--- Document passage ---
** BEGIN **

If you mean that we should explicitly state that MSI is possibly
supported then I don't think it is very relevant here. If we decide to
test and enable it in the future, then the new quirk (which would only
disable MSI-x) would reflect the fact that MSI works. Sounds ok?

> Especially given that the device id
> may be used on other device types - implying that a use-case for this
> may later arise.
>
Not sure I understood that last line. This patch is relevant only for
the BRIDGE class 0x0031 device. The other device types, which (sadly)
happen to re-use the dev_id, have are totally different and shouldn't
be mixed in here.

> >
> > For future knowledge, how can just MSI-X be disabled?
> > I see that in pcie_port_enable_irq_vec(), the pcieport driver calls
> > pci_alloc_irq_vectors() with PCI_IRQ_MSIX | PCI_IRQ_MSI. And
> > internally, both __pci_enable_msix_range() and
> > __pci_enable_msi_range()

** END **

Excerpts from a point labeling dataset:
** BEGIN **

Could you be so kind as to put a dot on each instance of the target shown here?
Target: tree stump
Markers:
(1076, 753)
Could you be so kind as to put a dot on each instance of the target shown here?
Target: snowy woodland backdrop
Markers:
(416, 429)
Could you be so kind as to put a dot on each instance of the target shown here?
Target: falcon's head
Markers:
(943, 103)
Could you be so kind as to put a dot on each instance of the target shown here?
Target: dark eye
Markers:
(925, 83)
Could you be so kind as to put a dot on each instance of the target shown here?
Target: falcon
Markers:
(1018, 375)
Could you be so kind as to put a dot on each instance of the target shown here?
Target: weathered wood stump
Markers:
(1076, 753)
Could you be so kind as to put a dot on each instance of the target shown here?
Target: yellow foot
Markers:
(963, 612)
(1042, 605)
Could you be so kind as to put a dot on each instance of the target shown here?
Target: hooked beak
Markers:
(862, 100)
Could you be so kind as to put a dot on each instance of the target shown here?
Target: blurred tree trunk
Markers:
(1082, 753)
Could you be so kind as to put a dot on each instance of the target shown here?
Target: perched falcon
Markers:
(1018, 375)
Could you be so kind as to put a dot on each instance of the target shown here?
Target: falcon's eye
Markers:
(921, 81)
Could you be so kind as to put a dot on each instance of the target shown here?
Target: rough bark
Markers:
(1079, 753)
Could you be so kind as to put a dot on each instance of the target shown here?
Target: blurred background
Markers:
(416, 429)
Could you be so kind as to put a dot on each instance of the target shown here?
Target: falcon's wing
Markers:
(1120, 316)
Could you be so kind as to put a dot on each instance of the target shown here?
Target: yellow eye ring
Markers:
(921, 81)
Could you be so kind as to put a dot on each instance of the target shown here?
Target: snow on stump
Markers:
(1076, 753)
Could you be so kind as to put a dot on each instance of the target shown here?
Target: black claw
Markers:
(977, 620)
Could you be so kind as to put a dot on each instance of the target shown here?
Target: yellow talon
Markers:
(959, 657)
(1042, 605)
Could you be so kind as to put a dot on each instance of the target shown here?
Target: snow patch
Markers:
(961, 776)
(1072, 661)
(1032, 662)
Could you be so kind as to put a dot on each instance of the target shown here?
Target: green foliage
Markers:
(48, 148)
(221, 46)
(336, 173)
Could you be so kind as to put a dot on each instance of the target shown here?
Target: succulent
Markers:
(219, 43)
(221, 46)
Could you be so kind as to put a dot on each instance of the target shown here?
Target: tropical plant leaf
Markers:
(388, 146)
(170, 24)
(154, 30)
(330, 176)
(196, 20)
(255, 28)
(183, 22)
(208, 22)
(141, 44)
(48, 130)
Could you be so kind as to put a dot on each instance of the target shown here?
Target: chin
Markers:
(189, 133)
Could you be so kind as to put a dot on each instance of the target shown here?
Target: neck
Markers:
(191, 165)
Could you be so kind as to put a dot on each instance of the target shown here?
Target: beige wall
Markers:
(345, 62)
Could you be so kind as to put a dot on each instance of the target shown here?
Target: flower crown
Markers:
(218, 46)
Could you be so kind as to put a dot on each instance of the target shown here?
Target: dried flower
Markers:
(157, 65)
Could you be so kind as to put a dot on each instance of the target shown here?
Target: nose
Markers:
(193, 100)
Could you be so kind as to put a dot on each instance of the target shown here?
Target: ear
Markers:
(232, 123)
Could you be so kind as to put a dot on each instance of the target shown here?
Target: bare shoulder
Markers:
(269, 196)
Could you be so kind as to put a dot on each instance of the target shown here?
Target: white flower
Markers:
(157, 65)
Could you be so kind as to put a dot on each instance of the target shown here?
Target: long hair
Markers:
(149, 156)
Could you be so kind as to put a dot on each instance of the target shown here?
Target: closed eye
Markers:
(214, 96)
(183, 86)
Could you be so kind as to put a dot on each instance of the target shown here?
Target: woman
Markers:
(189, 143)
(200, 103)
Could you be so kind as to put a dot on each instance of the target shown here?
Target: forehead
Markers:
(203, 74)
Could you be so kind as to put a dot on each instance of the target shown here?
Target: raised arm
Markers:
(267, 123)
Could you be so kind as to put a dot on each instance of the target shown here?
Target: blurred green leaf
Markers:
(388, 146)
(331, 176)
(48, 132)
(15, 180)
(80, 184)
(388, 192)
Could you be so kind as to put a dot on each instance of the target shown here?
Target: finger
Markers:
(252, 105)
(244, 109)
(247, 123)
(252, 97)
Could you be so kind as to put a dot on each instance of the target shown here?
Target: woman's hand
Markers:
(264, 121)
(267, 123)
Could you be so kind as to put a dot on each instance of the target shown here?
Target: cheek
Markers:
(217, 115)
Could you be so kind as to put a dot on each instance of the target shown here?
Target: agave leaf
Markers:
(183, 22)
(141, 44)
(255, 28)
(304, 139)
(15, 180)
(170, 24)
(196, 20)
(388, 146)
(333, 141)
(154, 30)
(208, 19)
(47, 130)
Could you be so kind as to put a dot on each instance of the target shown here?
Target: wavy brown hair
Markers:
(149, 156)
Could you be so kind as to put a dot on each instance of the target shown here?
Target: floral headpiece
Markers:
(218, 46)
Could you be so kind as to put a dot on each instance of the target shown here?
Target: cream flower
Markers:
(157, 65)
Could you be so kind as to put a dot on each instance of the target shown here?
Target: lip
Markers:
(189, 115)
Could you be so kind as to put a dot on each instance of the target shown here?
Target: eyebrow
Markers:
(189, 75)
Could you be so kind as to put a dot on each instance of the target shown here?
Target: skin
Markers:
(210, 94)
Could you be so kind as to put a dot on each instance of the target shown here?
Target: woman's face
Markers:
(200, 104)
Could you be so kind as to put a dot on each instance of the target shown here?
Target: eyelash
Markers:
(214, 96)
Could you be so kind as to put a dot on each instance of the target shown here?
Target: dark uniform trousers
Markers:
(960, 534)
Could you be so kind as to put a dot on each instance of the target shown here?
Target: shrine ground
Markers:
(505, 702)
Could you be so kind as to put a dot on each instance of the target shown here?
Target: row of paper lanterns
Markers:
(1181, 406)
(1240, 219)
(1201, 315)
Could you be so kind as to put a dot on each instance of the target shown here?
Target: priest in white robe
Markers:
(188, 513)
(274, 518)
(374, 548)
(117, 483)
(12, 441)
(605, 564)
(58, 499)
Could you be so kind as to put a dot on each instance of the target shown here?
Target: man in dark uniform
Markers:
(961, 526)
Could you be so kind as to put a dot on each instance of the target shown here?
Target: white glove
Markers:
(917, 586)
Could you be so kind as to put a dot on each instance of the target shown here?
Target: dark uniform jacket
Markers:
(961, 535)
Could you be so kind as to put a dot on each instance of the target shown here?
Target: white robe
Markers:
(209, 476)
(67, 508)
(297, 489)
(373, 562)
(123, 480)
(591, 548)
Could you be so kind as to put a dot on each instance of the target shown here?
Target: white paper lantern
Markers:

** END **

--- Stated exercise ---
Retype the part of the MSI quirk discussion that begins at the words "If you mean" and stops after the words "may later arise.".

--- Task solution ---
If you mean that we should explicitly state that MSI is possibly
supported then I don't think it is very relevant here. If we decide to
test and enable it in the future, then the new quirk (which would only
disable MSI-x) would reflect the fact that MSI works. Sounds ok?

> Especially given that the device id
> may be used on other device types - implying that a use-case for this
> may later arise.